### Goal
Rewrite every record below, changing "drop a dot" to "place a point" wherever it occurs and keeping everything else the same.

Excerpts of location labeling data
-- Begin --
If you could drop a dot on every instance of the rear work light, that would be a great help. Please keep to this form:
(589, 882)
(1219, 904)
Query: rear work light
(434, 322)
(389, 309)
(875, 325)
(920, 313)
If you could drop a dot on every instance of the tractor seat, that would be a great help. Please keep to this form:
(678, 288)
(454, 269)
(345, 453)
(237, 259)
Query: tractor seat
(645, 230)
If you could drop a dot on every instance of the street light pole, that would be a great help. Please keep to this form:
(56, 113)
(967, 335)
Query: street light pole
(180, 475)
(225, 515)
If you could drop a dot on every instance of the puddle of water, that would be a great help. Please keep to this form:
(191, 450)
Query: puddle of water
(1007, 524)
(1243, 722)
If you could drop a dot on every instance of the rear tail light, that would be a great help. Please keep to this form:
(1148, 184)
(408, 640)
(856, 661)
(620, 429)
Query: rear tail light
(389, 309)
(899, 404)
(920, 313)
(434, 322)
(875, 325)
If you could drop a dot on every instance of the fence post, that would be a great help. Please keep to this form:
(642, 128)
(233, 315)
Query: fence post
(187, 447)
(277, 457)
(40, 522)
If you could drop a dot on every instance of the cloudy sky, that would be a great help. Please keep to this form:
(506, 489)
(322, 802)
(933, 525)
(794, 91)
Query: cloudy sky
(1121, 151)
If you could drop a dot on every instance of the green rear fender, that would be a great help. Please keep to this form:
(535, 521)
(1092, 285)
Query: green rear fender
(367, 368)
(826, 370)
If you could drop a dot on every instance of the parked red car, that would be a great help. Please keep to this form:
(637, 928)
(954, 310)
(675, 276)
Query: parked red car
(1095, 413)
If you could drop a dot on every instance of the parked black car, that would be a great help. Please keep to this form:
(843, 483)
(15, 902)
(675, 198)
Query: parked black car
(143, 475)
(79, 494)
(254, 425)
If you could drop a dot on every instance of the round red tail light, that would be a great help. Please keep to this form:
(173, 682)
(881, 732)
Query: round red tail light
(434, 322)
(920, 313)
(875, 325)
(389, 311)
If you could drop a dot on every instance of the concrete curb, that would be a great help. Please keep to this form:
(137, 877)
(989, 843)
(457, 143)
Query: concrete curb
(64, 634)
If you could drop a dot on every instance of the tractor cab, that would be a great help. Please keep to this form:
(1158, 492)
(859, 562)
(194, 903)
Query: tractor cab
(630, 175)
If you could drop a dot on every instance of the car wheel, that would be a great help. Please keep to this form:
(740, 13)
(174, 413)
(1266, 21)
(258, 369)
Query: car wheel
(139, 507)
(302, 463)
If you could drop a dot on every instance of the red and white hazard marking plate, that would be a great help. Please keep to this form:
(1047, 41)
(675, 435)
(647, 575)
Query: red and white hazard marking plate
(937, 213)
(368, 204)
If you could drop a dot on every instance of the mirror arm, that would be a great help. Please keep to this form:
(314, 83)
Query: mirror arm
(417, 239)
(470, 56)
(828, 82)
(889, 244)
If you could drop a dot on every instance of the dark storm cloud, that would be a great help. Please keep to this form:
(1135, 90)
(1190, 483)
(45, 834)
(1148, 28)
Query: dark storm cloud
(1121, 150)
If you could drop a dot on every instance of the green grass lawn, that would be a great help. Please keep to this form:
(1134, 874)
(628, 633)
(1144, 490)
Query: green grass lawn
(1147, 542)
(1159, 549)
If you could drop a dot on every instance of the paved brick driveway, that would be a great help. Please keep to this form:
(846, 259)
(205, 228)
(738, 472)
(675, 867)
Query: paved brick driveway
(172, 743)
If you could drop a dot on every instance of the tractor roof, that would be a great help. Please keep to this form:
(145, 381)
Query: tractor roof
-- End --
### Solution for this problem
If you could place a point on every instance of the rear work light, that would be a great help. Please keep to this form:
(589, 882)
(1219, 904)
Query: rear work light
(434, 322)
(389, 309)
(875, 325)
(920, 313)
If you could place a point on every instance of the tractor seat, that would be a great help. Please keep to this form:
(678, 288)
(454, 269)
(345, 453)
(237, 259)
Query: tractor seat
(645, 230)
If you could place a point on every instance of the street light pole, that would be a great help. Please keep to this form:
(56, 113)
(967, 335)
Query: street light pole
(180, 475)
(225, 515)
If you could place a point on every instance of the puddle of water, that would be a great help. Please keep to this form:
(191, 450)
Query: puddle of water
(1007, 524)
(1243, 722)
If you could place a point on every instance of the rear tail light, that would be a great help. Please keep to this form:
(1148, 184)
(408, 640)
(856, 661)
(620, 429)
Query: rear tail light
(389, 309)
(899, 404)
(920, 313)
(434, 322)
(875, 325)
If you could place a point on every instance of the fence post, that would be a great help. Please keep to this form:
(642, 128)
(233, 315)
Query: fence post
(187, 447)
(277, 457)
(40, 522)
If you could place a point on every instance of the cloudy sky, that would be a great help. Please keep to this form:
(506, 489)
(322, 802)
(933, 525)
(794, 91)
Query: cloudy sky
(1121, 151)
If you could place a point on every instance of the green rear fender, that would be a great help. Please keep to this form:
(535, 521)
(1092, 285)
Query: green rear fender
(367, 368)
(826, 370)
If you could place a point on every instance of the parked red car, that would be a great help. Please keep to this form:
(637, 928)
(954, 310)
(675, 276)
Query: parked red car
(1095, 413)
If you could place a point on every instance of the parked black car, that would be a great help. Please keep to this form:
(843, 483)
(15, 902)
(675, 198)
Query: parked black car
(143, 475)
(79, 494)
(254, 425)
If you could place a point on every instance of the round red tail light, that would be a great help. Please keep to this form:
(173, 682)
(881, 732)
Query: round red tail light
(434, 322)
(920, 313)
(875, 325)
(389, 311)
If you could place a point on every instance of the concrete curb, that would be a great help. Please keep to this form:
(137, 877)
(989, 843)
(457, 143)
Query: concrete curb
(64, 634)
If you could place a point on every instance of the tractor cab, that would be a great help. Please keep to this form:
(1158, 492)
(859, 562)
(194, 903)
Query: tractor cab
(630, 175)
If you could place a point on every instance of the car wheel, that would be a great help. Please keep to this form:
(740, 13)
(174, 413)
(1266, 21)
(258, 369)
Query: car wheel
(139, 507)
(302, 463)
If you could place a point on every instance of the red and white hazard marking plate, that would be a great help. Please keep to this form:
(1047, 41)
(675, 435)
(647, 575)
Query: red and white hazard marking plate
(937, 213)
(368, 204)
If you could place a point on every instance of the mirror arm, that would be a great help. Please keep to this form:
(314, 83)
Query: mirror arm
(417, 239)
(470, 56)
(828, 82)
(889, 244)
If you could place a point on every instance of the dark storm cloud, that would be a great help. Please keep to this form:
(1135, 90)
(1190, 483)
(45, 834)
(1148, 28)
Query: dark storm cloud
(1121, 150)
If you could place a point on every instance of the green grass lawn, that would be a great help. Please keep to this form:
(1134, 874)
(628, 633)
(1144, 490)
Query: green grass lawn
(1147, 542)
(1159, 549)
If you could place a point on every instance of the paved brick driveway, that would be a great help. Please keep to this form:
(846, 259)
(205, 228)
(738, 472)
(675, 867)
Query: paved brick driveway
(172, 743)
If you could place a point on every instance of the tractor roof, that would be a great help. Please keep to this form:
(145, 381)
Query: tractor roof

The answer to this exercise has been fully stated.